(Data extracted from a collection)
↓
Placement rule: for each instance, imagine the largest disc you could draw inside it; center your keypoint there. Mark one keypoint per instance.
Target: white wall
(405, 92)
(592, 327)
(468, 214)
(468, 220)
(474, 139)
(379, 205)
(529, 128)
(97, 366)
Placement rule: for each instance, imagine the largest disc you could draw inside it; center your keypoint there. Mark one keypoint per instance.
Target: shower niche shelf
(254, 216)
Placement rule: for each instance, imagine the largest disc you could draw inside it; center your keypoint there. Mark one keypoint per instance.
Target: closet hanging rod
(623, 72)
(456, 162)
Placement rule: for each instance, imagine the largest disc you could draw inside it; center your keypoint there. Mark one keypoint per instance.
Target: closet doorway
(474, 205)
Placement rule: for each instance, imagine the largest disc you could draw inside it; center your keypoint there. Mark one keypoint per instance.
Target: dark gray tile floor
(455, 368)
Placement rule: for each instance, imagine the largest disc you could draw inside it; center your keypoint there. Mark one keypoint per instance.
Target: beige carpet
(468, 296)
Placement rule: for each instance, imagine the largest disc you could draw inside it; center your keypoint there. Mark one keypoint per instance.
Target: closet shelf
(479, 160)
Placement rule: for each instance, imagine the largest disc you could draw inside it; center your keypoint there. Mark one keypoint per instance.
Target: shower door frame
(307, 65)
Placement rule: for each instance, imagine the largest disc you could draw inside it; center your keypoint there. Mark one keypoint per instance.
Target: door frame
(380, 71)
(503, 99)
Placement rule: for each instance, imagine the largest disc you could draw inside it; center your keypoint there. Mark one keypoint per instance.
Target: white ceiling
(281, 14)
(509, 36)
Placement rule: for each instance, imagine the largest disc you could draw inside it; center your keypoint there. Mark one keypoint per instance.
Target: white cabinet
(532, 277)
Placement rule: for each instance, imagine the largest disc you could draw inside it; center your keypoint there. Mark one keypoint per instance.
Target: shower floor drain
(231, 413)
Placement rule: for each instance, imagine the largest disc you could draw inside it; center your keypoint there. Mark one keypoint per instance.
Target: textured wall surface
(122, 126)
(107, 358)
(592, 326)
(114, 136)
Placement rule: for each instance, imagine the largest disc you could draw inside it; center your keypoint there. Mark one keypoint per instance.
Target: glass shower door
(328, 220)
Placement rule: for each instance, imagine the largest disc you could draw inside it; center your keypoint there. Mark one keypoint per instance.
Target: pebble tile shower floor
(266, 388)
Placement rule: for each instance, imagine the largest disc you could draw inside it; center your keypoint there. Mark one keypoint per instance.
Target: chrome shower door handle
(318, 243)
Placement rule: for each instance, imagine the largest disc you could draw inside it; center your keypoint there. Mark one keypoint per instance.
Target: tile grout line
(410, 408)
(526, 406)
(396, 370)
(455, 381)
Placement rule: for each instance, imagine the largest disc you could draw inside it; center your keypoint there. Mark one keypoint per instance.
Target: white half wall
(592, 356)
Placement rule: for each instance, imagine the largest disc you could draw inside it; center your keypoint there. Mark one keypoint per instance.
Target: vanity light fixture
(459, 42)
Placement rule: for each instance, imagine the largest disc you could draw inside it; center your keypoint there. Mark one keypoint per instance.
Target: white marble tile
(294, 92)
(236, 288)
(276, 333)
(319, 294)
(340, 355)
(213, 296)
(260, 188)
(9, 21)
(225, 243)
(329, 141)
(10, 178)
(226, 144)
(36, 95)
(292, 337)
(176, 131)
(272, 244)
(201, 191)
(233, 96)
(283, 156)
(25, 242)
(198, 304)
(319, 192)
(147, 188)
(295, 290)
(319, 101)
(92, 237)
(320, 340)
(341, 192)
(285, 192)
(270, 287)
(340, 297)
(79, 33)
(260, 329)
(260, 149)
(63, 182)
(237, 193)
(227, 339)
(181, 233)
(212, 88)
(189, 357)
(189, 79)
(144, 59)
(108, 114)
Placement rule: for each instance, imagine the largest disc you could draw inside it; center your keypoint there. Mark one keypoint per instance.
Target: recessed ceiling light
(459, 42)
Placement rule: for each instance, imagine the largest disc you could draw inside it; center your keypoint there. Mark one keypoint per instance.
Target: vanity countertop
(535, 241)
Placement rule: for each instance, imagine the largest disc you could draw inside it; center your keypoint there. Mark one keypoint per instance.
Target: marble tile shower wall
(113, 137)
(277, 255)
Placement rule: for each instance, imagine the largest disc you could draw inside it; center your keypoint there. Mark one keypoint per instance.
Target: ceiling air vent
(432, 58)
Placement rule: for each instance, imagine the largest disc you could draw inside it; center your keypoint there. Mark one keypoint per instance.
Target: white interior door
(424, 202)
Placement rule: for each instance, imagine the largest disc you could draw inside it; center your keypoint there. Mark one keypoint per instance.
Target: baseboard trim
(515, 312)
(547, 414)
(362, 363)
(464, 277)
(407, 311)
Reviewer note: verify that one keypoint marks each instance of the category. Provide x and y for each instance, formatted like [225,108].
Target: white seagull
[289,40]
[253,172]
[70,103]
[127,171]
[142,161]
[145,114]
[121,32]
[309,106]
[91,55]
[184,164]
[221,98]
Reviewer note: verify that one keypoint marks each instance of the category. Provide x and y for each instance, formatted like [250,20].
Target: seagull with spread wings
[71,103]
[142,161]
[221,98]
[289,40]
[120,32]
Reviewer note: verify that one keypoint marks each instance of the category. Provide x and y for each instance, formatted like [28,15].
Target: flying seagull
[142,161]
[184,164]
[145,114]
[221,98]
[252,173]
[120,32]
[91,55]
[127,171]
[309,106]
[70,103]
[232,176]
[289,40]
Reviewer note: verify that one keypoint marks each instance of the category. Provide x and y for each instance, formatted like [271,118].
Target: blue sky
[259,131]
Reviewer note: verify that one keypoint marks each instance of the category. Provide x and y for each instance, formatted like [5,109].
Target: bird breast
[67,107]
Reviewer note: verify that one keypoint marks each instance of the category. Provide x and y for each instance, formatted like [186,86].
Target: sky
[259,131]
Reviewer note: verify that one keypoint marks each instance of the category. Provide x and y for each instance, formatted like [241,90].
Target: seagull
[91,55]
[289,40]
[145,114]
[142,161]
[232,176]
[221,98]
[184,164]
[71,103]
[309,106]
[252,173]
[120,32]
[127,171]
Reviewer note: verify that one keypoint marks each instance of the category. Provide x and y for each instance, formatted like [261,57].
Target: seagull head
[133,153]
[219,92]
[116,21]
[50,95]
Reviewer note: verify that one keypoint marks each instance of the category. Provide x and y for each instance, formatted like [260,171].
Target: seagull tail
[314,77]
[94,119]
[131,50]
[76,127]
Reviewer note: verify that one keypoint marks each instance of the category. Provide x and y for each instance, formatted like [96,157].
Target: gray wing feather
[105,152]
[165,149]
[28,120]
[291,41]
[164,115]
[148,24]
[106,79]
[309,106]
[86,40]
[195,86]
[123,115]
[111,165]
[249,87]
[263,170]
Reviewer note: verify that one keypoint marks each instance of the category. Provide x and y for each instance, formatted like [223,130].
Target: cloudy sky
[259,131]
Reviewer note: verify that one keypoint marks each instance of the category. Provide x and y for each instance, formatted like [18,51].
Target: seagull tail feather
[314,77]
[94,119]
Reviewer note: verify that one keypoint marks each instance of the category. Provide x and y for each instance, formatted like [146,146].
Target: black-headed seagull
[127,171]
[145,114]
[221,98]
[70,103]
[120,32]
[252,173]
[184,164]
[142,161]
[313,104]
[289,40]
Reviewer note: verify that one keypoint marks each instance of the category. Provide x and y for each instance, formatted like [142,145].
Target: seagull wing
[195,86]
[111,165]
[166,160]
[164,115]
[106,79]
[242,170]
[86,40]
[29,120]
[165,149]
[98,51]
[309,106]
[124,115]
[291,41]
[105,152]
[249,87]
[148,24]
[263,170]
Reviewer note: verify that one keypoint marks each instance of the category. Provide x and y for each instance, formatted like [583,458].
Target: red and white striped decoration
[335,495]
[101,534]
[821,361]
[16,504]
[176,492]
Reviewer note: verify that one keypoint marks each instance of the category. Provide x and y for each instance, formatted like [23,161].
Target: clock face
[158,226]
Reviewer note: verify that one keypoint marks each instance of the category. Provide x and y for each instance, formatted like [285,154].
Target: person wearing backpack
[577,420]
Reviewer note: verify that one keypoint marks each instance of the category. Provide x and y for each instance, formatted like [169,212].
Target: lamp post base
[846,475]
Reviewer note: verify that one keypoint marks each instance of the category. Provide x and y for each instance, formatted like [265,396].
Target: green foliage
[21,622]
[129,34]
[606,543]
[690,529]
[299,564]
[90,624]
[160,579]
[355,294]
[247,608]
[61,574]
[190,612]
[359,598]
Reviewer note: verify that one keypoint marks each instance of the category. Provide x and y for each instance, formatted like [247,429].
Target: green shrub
↑
> [TRY IT]:
Copy out the lines above, from the one holding "formatted like [247,429]." through the final line, with no other lines.

> [THE COMPLETED TASK]:
Reviewer note: verify that one keypoint marks each instance of the category. Provide x and y for each instance, formatted like [247,429].
Target: green shrub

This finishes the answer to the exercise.